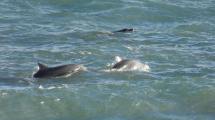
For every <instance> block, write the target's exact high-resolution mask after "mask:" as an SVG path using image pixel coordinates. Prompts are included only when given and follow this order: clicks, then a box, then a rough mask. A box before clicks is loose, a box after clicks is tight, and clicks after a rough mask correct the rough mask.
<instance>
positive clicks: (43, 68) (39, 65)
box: [37, 63, 48, 70]
mask: <svg viewBox="0 0 215 120" xmlns="http://www.w3.org/2000/svg"><path fill="white" fill-rule="evenodd" d="M37 64H38V67H39V70H44V69H46V68H48V67H47V66H46V65H44V64H42V63H37Z"/></svg>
━━━━━━━━━━━━━━━━━━━━━━━━━━━━━━
* YOUR GOAL
When a line in the listing has the string "clicks" in it, return that line.

* RESPONSE AREA
For every <instance> block, write the target's exact high-resolution mask after "mask:" as an SVG path using image pixel coordinates. Prompts are included only when given and follow this order: clicks, then a box, then a rough mask. A box before clicks is loose, a box after clicks is tight, and clicks after a rough mask correct the rough mask.
positive clicks: (43, 68) (39, 65)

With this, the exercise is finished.